START PASSAGE PROVIDED

JSON (Short for JavaScript Object notation) has become one of the standard formats for sending data by HTTP request between web browsers and other applications. It is a much more flexible data format than a tabular text form like CSV. Here is an example.

In [104]:

obj = """
{"name": "Wes",
"places_lived": ["United States", "Spain", "Germany"],
"pet": null,
"siblings":[{"name": "Scott", "age": 25, "pet":"Zuko"},
            {"name": "Katie", "age": 33, "pet": "Cisco"}]
}
"""

To convert JSON string to Python form, use json.loads:

In [105]:

import json

In [106]:

result = json.loads(obj)

In [107]:

result

Out[107]:

{u'name': u'Wes',
 u'pet': None,
 u'places_lived': [u'United States', u'Spain', u'Germany'],
 u'siblings': [{u'age': 25, u'name': u'Scott', u'pet': u'Zuko'},
  {u'age': 33, u'name': u'Katie', u'pet': u'Cisco'}]}

json.dumps converts a Python object back to JSON:

In [108]:

asjson = json.dumps(result)

You can pass a list of JSON objects to the DataFrame constructor and select a subset of the data fields:

In [109]:

siblings = pd.DataFrame(result['siblings'], columns = ['name','age'])

END PASSAGE PROVIDED
START GIVEN INFORMATION

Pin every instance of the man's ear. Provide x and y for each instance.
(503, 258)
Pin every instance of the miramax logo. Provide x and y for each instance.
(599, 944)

END GIVEN INFORMATION

## [WORK TO COMPLETE]
1. Retype the JSON excerpt starting at "You can pass" and ending at "columns = ['name','age'])".
2. Answer these questions from the JSON excerpt:
(a) JSON is called a much more flexible data format than what?
(b) Which function converts a JSON string to Python form?
(c) What does json.dumps do?
The lines are separate material from the JSON excerpt.

## [RESULTS IN ORDER]
1.
You can pass a list of JSON objects to the DataFrame constructor and select a subset of the data fields:

In [109]:

siblings = pd.DataFrame(result['siblings'], columns = ['name','age'])

2.
(a) A tabular text form like CSV.
(b) json.loads.
(c) It converts a Python object back to JSON.